Written instruction — Starting at the beginning of the entries and ending after the line that contains "x=109, y=340", reproduce every line, the requests included, and offset each x and y coordinate in the answers by adding 64.

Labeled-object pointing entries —
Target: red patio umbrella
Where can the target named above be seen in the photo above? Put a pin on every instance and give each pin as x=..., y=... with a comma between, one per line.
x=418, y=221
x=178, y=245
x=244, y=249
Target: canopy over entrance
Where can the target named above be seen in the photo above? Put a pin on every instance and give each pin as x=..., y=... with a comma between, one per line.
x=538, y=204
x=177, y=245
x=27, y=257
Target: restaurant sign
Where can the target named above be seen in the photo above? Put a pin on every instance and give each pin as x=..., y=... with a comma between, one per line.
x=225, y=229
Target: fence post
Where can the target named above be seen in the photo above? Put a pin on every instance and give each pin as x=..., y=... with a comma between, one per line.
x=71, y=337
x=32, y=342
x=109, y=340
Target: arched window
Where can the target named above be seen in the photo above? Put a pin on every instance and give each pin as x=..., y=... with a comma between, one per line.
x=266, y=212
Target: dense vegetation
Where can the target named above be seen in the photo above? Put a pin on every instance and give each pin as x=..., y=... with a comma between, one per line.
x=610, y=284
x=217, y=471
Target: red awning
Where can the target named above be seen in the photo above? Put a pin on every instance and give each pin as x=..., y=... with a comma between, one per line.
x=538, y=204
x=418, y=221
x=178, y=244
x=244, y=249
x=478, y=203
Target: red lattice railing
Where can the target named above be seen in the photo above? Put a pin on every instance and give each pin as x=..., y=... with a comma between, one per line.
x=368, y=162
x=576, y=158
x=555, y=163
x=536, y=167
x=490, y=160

Solution to this task —
Target: red patio umbrella
Where can the target named above be seen in the photo above? Put a pin on every instance and give each pin as x=..., y=... with a comma between, one per line.
x=482, y=285
x=242, y=309
x=308, y=313
Target: canopy over entrance
Where can the target named above be seen in the photo above? Put a pin on every instance and give each pin as x=..., y=... with a comma between, one per line.
x=602, y=268
x=241, y=309
x=91, y=321
Target: restaurant sign
Where can the target named above be seen in the photo above? Put a pin on every instance and give each pin as x=..., y=... with a comma between, one per line.
x=289, y=293
Target: fence post
Where can the target named above be seen in the photo above? Put a pin on every instance and give each pin as x=..., y=... with a comma between, one per line.
x=135, y=401
x=96, y=406
x=173, y=404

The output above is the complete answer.